> TASK DETAILS
Update the entries starting at the line that contains "vegetation in this photo and return bounding boxes" and ending at the line that contains "top-left (17, 26), bottom-right (29, 36)" by changing "background vegetation" to "surrounding greenery" while leaving all else untouched. Return only those lines.

■ ■ ■ ■ ■

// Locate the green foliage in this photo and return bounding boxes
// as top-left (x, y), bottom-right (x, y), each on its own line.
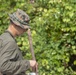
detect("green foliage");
top-left (0, 0), bottom-right (76, 75)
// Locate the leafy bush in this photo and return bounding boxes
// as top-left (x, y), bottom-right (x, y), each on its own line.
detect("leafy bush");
top-left (0, 0), bottom-right (76, 75)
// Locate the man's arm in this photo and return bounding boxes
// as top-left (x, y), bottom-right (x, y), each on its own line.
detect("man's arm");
top-left (0, 42), bottom-right (30, 75)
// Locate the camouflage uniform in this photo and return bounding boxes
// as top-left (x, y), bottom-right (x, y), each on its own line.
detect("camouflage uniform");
top-left (0, 10), bottom-right (30, 75)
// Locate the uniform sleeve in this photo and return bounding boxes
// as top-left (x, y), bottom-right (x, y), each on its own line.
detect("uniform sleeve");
top-left (0, 42), bottom-right (30, 75)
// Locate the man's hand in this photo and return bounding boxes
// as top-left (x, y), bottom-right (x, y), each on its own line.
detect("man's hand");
top-left (30, 60), bottom-right (38, 72)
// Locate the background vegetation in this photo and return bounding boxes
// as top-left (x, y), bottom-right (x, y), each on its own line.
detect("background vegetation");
top-left (0, 0), bottom-right (76, 75)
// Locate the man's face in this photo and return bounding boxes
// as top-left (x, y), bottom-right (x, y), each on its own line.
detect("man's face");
top-left (17, 26), bottom-right (29, 36)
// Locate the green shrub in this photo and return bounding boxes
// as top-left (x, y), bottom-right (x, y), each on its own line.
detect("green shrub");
top-left (0, 0), bottom-right (76, 75)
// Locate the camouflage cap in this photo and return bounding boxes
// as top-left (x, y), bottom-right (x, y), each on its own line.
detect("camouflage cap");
top-left (9, 9), bottom-right (30, 29)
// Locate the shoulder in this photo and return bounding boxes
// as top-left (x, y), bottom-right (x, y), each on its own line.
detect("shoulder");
top-left (0, 33), bottom-right (16, 45)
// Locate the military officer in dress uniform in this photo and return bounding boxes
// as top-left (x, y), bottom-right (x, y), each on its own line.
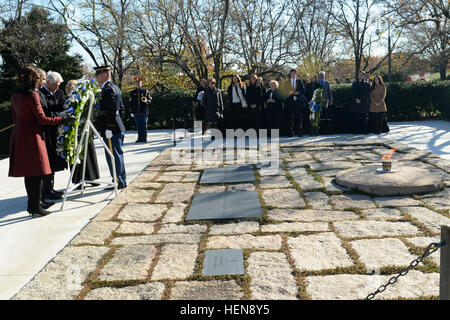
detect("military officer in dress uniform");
top-left (94, 66), bottom-right (127, 189)
top-left (130, 77), bottom-right (152, 143)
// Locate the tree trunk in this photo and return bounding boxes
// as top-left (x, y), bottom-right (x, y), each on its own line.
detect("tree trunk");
top-left (439, 59), bottom-right (448, 80)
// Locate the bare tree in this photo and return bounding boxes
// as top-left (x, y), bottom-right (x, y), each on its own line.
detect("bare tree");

■ ■ ■ ■ ■

> RESULT OF THIS TASK
// Locate the surrounding greenery in this photo and return bounding boxes
// as top-left (x, y), bottom-right (x, y), each on its own line.
detect("surrounding greenery");
top-left (0, 0), bottom-right (76, 75)
// Locate the man's face in this photo and return bounding boxes
// as top-left (x, y), bottom-right (x, y), each on its own line.
detect("man's face");
top-left (17, 26), bottom-right (29, 36)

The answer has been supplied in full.